| Exercise input |
——
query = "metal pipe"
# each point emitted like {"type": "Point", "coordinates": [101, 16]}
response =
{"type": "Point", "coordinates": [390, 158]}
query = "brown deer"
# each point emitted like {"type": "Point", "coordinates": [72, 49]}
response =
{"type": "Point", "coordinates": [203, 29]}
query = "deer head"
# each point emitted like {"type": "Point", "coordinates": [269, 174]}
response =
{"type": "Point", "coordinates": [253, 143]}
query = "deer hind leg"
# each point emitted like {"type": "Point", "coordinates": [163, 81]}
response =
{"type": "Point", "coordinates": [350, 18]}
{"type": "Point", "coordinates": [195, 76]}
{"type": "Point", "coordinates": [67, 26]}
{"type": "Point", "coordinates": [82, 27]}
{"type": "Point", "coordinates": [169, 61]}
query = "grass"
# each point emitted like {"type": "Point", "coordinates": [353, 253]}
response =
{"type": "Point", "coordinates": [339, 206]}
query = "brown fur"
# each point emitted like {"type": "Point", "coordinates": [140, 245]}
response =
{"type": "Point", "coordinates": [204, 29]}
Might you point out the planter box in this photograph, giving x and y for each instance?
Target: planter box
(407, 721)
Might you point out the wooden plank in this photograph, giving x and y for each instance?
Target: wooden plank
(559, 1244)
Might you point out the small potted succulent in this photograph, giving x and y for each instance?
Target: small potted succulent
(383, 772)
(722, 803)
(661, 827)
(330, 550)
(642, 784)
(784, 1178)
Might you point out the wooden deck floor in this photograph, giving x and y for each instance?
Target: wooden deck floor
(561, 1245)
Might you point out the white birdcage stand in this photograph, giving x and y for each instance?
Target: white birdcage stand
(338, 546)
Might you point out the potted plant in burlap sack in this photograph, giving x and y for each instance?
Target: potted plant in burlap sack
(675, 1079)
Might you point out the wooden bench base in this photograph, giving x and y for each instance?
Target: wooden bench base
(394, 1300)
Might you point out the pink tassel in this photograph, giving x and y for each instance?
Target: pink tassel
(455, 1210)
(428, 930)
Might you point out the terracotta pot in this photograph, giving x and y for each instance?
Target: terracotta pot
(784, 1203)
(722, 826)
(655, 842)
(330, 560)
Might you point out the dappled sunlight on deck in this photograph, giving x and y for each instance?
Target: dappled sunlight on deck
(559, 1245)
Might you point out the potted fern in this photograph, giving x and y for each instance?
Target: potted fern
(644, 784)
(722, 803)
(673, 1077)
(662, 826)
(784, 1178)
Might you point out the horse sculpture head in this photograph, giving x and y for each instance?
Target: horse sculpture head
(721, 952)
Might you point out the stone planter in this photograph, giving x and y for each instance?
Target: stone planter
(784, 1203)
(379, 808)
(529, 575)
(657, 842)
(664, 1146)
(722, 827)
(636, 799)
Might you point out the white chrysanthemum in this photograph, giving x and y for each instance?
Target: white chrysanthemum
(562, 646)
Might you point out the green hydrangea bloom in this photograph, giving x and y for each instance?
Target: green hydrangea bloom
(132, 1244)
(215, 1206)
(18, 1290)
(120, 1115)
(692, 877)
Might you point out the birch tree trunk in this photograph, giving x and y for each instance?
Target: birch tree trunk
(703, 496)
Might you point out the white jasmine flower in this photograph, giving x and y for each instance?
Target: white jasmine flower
——
| Task directions |
Using the listing above, write every line out again exactly.

| Output of the task |
query = "metal pipe"
# each point emitted like {"type": "Point", "coordinates": [101, 16]}
response =
{"type": "Point", "coordinates": [390, 158]}
query = "brown deer"
# each point emitted like {"type": "Point", "coordinates": [72, 49]}
response =
{"type": "Point", "coordinates": [203, 29]}
query = "deer head"
# each point emitted like {"type": "Point", "coordinates": [269, 174]}
response =
{"type": "Point", "coordinates": [253, 143]}
query = "deer hind leg"
# each point emitted like {"type": "Point", "coordinates": [163, 81]}
response =
{"type": "Point", "coordinates": [350, 18]}
{"type": "Point", "coordinates": [195, 76]}
{"type": "Point", "coordinates": [67, 26]}
{"type": "Point", "coordinates": [82, 27]}
{"type": "Point", "coordinates": [169, 61]}
query = "grass"
# each point emitted like {"type": "Point", "coordinates": [353, 253]}
response =
{"type": "Point", "coordinates": [339, 206]}
query = "brown fur"
# each point emitted like {"type": "Point", "coordinates": [140, 245]}
response =
{"type": "Point", "coordinates": [204, 29]}
Might you point out the planter box in this photograph, giving x and y for each instance?
Target: planter box
(407, 721)
Might you point out the wooden plank in this photograph, giving x and y for each instance?
Target: wooden plank
(559, 1244)
Might you point out the small potted succulent in this photograph, giving x and y for each instance?
Target: small potted succulent
(383, 772)
(722, 803)
(661, 827)
(330, 550)
(642, 784)
(784, 1178)
Might you point out the wooden deck floor in this photograph, giving x and y for each instance?
Target: wooden deck floor
(561, 1245)
Might you point out the white birdcage stand in this photograph, giving x and y for each instance?
Target: white birdcage stand
(338, 546)
Might you point out the potted plant in burlap sack in this photograph, giving x and y for each instance?
Target: potted plant in burlap sack
(675, 1079)
Might you point out the wooden bench base in this photograph, giving x and y for each instance?
Target: wooden bench base
(394, 1300)
Might you point out the pink tassel in this photograph, giving x and y for each instance?
Target: pink tassel
(455, 1210)
(428, 930)
Might you point out the terracotta pot in this photograph, giving x and y for each instance?
Target: terracotta pot
(784, 1203)
(722, 826)
(655, 842)
(330, 560)
Might you point out the dappled sunlight on deck in this photograph, giving x and y for each instance?
Target: dappled sunlight on deck
(559, 1245)
Might you point out the potted fern in this photograph, giving x and y for each instance?
Target: potted fern
(644, 784)
(722, 803)
(673, 1077)
(662, 826)
(784, 1178)
Might you point out the horse sculpture head in this photograph, giving x and y for each instance?
Target: horse sculpture head
(721, 952)
Might you point out the stone planter in this photograph, giving x and y for each instance?
Target: stone planter
(784, 1203)
(379, 808)
(529, 575)
(657, 842)
(664, 1146)
(722, 827)
(636, 799)
Might you point out the white chrysanthemum in this photograph, giving x and y for each instance?
Target: white chrysanthemum
(562, 646)
Might you point out the green hydrangea bloom in this photograph, giving x and y for each instance?
Target: green hydrangea bloom
(132, 1244)
(215, 1206)
(18, 1290)
(120, 1115)
(692, 877)
Might you point out the birch tree trunk in this photograph, giving x and y for each instance?
Target: birch tree trunk
(703, 496)
Might you point out the white jasmine flower in this photograph, giving x and y for each instance?
Target: white jasmine flower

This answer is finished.